──────── INPUT RECORDS
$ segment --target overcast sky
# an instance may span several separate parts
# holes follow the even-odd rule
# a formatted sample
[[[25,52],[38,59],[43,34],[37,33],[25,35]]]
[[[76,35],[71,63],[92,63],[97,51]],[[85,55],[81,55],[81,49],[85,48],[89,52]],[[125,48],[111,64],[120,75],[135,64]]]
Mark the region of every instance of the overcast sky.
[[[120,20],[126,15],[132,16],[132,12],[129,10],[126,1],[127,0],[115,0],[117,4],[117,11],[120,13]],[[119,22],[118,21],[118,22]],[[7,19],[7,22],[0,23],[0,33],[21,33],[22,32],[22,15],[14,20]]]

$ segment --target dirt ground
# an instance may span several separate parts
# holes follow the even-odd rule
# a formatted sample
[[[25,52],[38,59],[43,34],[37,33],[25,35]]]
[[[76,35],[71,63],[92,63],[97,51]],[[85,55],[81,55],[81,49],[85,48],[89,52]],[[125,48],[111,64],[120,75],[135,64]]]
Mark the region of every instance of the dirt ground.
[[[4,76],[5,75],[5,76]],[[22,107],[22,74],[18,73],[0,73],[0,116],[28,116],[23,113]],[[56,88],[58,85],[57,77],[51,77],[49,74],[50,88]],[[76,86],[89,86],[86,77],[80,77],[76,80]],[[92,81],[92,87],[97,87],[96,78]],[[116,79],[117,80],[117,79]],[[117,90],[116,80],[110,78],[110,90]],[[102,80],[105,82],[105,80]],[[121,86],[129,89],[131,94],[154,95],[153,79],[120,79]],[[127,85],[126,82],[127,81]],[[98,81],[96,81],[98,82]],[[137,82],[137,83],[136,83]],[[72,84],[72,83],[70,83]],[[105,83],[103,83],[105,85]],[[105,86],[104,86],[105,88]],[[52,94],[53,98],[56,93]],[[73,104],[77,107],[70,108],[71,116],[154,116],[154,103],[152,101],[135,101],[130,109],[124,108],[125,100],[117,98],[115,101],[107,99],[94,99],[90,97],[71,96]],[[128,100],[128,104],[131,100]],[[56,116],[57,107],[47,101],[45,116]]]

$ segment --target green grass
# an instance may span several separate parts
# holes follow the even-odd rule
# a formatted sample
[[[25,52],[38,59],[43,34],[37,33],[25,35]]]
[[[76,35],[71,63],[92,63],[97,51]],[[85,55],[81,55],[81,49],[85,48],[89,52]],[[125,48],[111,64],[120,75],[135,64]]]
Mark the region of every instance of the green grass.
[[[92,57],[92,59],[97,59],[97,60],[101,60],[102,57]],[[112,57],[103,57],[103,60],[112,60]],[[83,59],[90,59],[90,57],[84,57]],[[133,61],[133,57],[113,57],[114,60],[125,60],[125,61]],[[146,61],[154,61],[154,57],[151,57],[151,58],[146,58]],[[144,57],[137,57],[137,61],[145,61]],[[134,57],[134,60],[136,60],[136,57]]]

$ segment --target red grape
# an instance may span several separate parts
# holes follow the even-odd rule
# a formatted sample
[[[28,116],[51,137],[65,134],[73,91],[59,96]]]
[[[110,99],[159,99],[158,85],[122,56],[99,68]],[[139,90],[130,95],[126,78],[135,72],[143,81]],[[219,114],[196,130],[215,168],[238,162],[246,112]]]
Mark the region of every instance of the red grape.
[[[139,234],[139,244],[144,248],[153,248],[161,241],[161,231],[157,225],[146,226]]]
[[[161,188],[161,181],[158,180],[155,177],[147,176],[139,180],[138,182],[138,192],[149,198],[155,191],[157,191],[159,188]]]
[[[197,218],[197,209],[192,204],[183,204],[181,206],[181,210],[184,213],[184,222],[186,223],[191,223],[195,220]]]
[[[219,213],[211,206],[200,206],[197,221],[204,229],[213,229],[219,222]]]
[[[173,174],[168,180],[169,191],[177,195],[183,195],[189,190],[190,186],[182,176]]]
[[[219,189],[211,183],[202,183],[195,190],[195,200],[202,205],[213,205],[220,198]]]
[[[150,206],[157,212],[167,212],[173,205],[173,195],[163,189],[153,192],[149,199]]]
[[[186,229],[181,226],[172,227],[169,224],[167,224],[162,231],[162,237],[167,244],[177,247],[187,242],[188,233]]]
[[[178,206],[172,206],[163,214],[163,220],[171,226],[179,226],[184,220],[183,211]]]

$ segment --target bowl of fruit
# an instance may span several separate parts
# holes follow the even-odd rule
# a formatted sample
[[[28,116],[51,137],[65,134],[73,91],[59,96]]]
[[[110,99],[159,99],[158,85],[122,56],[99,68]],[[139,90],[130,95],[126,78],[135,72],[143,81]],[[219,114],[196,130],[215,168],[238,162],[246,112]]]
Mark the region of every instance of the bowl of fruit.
────────────────
§ **GOAL**:
Give all the rows above again, switching every "instance" to "occurrence" and leaving everything else unchanged.

§ **THE SOLUTION**:
$ segment --target overcast sky
# an occurrence may span several separate parts
# holes follow the even-odd rule
# a formatted sample
[[[25,52],[38,59],[43,34],[37,33],[25,35]]]
[[[76,35],[71,63],[92,63],[97,51]],[[85,55],[81,55],[81,49],[85,48],[89,52]],[[125,48],[111,64],[120,75],[135,64]]]
Mark the region of every occurrence of the overcast sky.
[[[120,20],[126,15],[132,16],[132,12],[129,10],[126,1],[127,0],[115,0],[117,4],[117,11],[120,13]],[[119,22],[118,21],[118,22]],[[7,19],[7,22],[0,23],[0,33],[21,33],[22,32],[22,15],[14,20]]]

$ segment --target dirt ground
# an occurrence may span several separate parts
# holes follow the even-odd rule
# a formatted sample
[[[25,52],[38,59],[43,34],[37,33],[25,35]]]
[[[76,35],[71,63],[92,63],[97,51]],[[85,55],[81,55],[81,49],[85,48],[89,52]],[[125,48],[111,64],[120,75],[135,64]]]
Mark the region of every occurrence of the dirt ground.
[[[4,76],[5,75],[5,76]],[[22,107],[22,74],[18,73],[0,73],[0,116],[28,116],[23,113]],[[56,88],[58,85],[57,77],[51,77],[49,74],[50,88]],[[76,86],[89,86],[86,77],[80,77],[76,80]],[[92,81],[92,87],[97,87],[96,78]],[[116,79],[117,80],[117,79]],[[117,90],[116,80],[110,78],[110,90]],[[102,80],[105,82],[105,80]],[[121,86],[129,89],[131,94],[154,95],[153,79],[120,79]],[[127,85],[126,82],[127,81]],[[98,81],[96,81],[98,82]],[[137,82],[137,83],[136,83]],[[72,84],[72,83],[70,83]],[[105,83],[103,83],[105,85]],[[105,86],[104,86],[105,88]],[[52,94],[53,98],[56,93]],[[73,104],[77,107],[70,108],[71,116],[154,116],[154,103],[152,101],[135,101],[130,109],[124,108],[125,100],[117,98],[115,101],[107,99],[94,99],[90,97],[71,96]],[[128,100],[128,104],[131,100]],[[56,116],[57,107],[47,101],[45,116]]]

$ segment --target green grass
# an occurrence may span several separate parts
# holes follow the even-odd rule
# a formatted sample
[[[25,52],[38,59],[43,34],[37,33],[25,35]]]
[[[76,35],[71,63],[92,63],[97,51]],[[85,55],[81,55],[81,49],[85,48],[89,52]],[[125,48],[111,64],[120,75],[135,64]]]
Mark the region of every occurrence of the green grass.
[[[92,57],[92,59],[97,59],[97,60],[101,60],[102,57]],[[112,57],[103,57],[103,60],[112,60]],[[83,59],[90,59],[90,57],[84,57]],[[133,61],[133,57],[113,57],[114,60],[125,60],[125,61]],[[146,61],[154,61],[154,57],[151,57],[151,58],[146,58]],[[144,57],[137,57],[137,61],[145,61]],[[134,57],[134,60],[136,60],[136,57]]]

$ segment --target red grape
# an occurrence may span several separate parts
# holes follow the even-odd rule
# a formatted sample
[[[28,116],[51,137],[65,134],[73,91],[59,96]]]
[[[110,99],[159,99],[158,85],[122,56],[99,68]],[[139,90],[130,95],[126,78],[135,72],[143,81]],[[219,114],[196,130],[215,168],[238,162],[246,112]]]
Mark the region of every occurrence of the red grape.
[[[139,234],[139,244],[144,248],[153,248],[161,241],[161,231],[157,225],[146,226]]]
[[[161,188],[161,181],[158,180],[155,177],[147,176],[139,180],[138,182],[138,192],[149,198],[155,191],[157,191],[159,188]]]
[[[197,218],[197,209],[192,204],[183,204],[181,206],[181,210],[184,213],[184,222],[186,223],[191,223],[195,220]]]
[[[219,213],[211,206],[200,206],[197,221],[204,229],[213,229],[219,222]]]
[[[173,174],[168,180],[169,191],[177,195],[183,195],[189,190],[190,186],[182,176]]]
[[[219,189],[211,183],[202,183],[195,190],[195,200],[202,205],[213,205],[220,198]]]
[[[150,206],[157,212],[167,212],[173,205],[173,195],[163,189],[153,192],[149,199]]]
[[[186,229],[181,226],[172,227],[169,224],[167,224],[162,231],[162,237],[167,244],[177,247],[187,242],[188,233]]]
[[[178,206],[172,206],[163,214],[163,220],[171,226],[179,226],[184,220],[183,211]]]

$ segment --target bowl of fruit
# an occurrence may span several separate parts
# holes follow the even-odd rule
# a formatted sample
[[[28,116],[51,137],[65,134],[73,91],[59,96]]]
[[[110,99],[159,99],[158,85],[122,56],[99,68]],[[139,90],[130,95],[126,78],[135,72],[143,81]],[[219,114],[196,130],[215,168],[238,162],[246,112]]]
Mark the region of every occurrence of the bowl of fruit.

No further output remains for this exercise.